Tugas 1:
Periksa apakah tiap pernyataan berikut sesuai dengan teks napak tilas kemerdekaan: (a) tiket masuk Gedung Joang ‘45 untuk orang dewasa seharga 5.000 rupiah; (b) Gedung Joang ‘45 terletak di Jalan Menteng Raya Nomor 13; (c) Gedung Joang ‘45 dikelola oleh Dinas Pariwisata Jakarta. Jawab ya atau tidak untuk masing-masing dan sertakan kutipan persis kata-kata penentunya dari teks tersebut.
Tugas 2:
Teruskan teks napak tilas kemerdekaan mulai setelah kalimat terakhirnya.

══ Teks Ditampilkan ══

15 Agt 2024

Napak Tilas Kemerdekaan dari Tempat Bersejarah di Jakarta

Oleh:Amira Sofa

Editor:Ramdan Malik Batubara, Aditya Gagat Hanggara

15 Agt 2024

Hari Kemerdekaan ke-79 Republik Indonesia sudah di depan mata. Setiap tahun, momen ini dirayakan dengan meriah. Sejauh memori dapat kugali, sewaktu kecil aku senang tiap mendekati Hari Kemerdekaan. Sebab, gang rumahku akan dihiasi dengan ornamen-ornamen merah putih dan aku bisa ikut berbagai lomba, dari balap karung, bakiak, hingga makan kerupuk. Beranjak dewasa, aku mulai menyadari bahwa Hari Kemerdekaan lebih dari sekadar seremoni tahunan.  Melainkan cerminan perjalanan panjang yang dilalui bangsa Indonesia untuk mencapai kemerdekaannya.

Supaya dapat lebih memahami dan memaknai Hari Kemerdekaan secara mendalam, aku putuskan untuk melihat momen kemerdekaan dari tiga perspektif: sebelum, saat, dan setelah Proklamasi Kemerdekaan. Salah satu cara paling mudah mengingat aku tinggal di Jakarta, adalah menapak tilas proklamasi ke tiga tempat bersejarah, yakni Gedung Joang ‘45, Museum Perumusan Naskah Proklamasi, dan Taman Proklamasi. 

Napak Tilas Kemerdekaan dari Tempat Bersejarah di Jakarta

Gedung Joang ‘45

Berbekal rasa ingin tahu, aku mengunjungi Gedung Joang ‘45 yang berlokasi di Jalan Menteng Raya Nomor 31. Gedung ini merupakan museum yang dikelola oleh Unit Pengelola Museum Kesejarahan Jakarta. Kini, ia memang menjadi museum yang merepresentasikan sejarah perjuangan kemerdekaan bangsa Indonesia. Namun dahulu, Gedung Joang ‘45 ini menjadi saksi perjuangan panjang kemerdekaan Indonesia.

Saat pertama sampai di Gedung Joang ‘45, aku langsung membeli tiket. Untuk orang dewasa, tiket masuk museum ini 5.000 rupiah. Kemudian, aku diberi brosur mengenai Gedung Joang ‘45 dan dipersilakan menjelajahi museum. Pada tengah beranda, terdapat patung dwitunggal Bapak Proklamasi, Ir. Soekarno dan Drs. Mohammad Hatta  Di bagian kiri beranda, tercantum penjelasan mengenai Gedung Joang ‘45 beserta visinya sebagai museum yang representatif tentang sejarah perjuangan kemerdekaan yang mengeksplorasi sejarah perkembangan kota, budaya, masyarakat, politik, serta menjadi kebanggaan warga Jakarta dan Indonesia.

═══
══ Data Tersedia ══

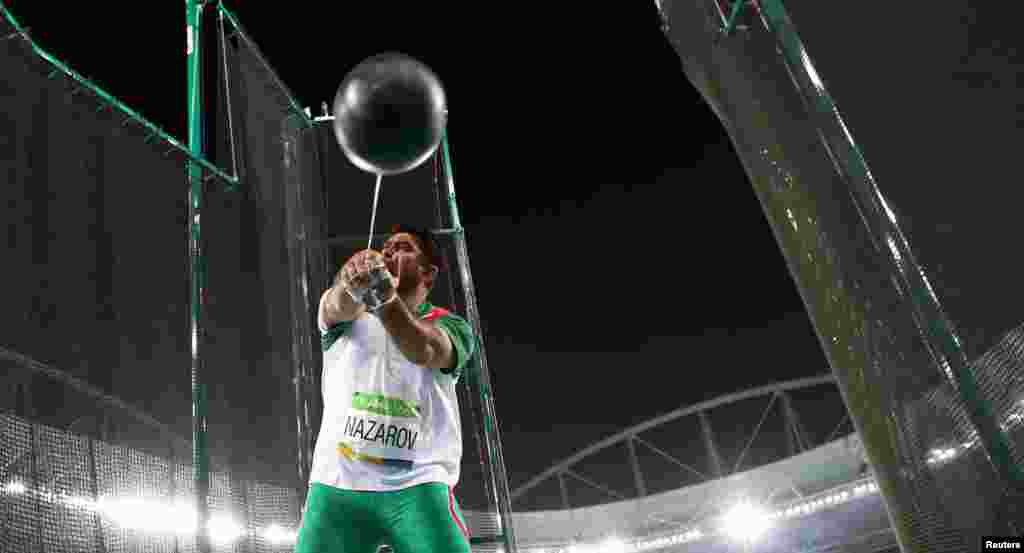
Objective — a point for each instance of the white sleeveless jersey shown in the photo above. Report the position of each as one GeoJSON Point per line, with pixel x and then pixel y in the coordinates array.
{"type": "Point", "coordinates": [388, 423]}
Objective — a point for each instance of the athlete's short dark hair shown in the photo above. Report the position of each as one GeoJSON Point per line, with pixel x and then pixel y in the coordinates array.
{"type": "Point", "coordinates": [428, 243]}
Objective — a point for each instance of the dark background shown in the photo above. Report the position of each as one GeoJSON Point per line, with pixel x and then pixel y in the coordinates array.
{"type": "Point", "coordinates": [579, 143]}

═══

Jawaban Tertulis 1:
(a) Ya: "Untuk orang dewasa, tiket masuk museum ini 5.000 rupiah."
(b) Tidak: "berlokasi di Jalan Menteng Raya Nomor 31"
(c) Tidak: "dikelola oleh Unit Pengelola Museum Kesejarahan Jakarta"

Jawaban Tertulis 2:
Di bagian kiri beranda, terdapat tanda pemugaran museum, patung H. R. Rasuna Said dan tanda pengesahannya sebagai pahlawan nasional, serta sajak Seliguri yang diciptakan Exan Zen untuk H. R. Rasuna Said. Bagian kiri beranda yang didedikasikan untuk pahlawan perempuan turut memuat cetakan tangan pahlawan perempuan nasional Indonesia dengan foto, di antaranya Raden Ajeng Kartini, Tjoet Nja’ Dhien, serta Raden Dewi Sartika. 

Cetakan Tangan Pahlawan Nasional Perempuan dari Tempat Bersejarah Geduang Joang '45

Peran Gedung Joang ‘45 dalam Merebut dan Mempertahankan Kemerdekaan 

Memasuki gedung, aku disambut dengan relief tokoh-tokoh Menteng 31, termasuk Bung Karno dan Bung Hatta. Kemudian, masuklah aku ke ruang pertama dari museum ini, Ruang Pendahuluan Perjuangan. Di sini, terdapat papan yang menampilkan profil para pemuda penggerak kemerdekaan hingga sejarah Gedung Joang ‘45. 

Dari situlah aku mengetahui bahwa pada 1930-an, daerah Menteng dimiliki oleh orang Arab dan kemudian dibeli oleh pemerintah Hinda-Belanda untuk dijadikan tempat tinggal. Nama Menteng sendiri dipilih karena daerah ini merupakan hutan yang banyak ditumbuhi pohon menteng. Perkembangan perdagangan di Batavia, khususnya di daerah Menteng, akhirnya memicu L. C. Schomper untuk membuka Hotel Schomper di Jalan Menteng 31. Hotel inilah yang menjadi cikal bakal Gedung Joang ‘45. Hotel megah ini terdiri dari lima kamar di sayap kiri, delapan kamar besar dengan kamar mandi di sayap kanan, ruang makan, dapur, gudang, serta tiga kamar untuk juru masak.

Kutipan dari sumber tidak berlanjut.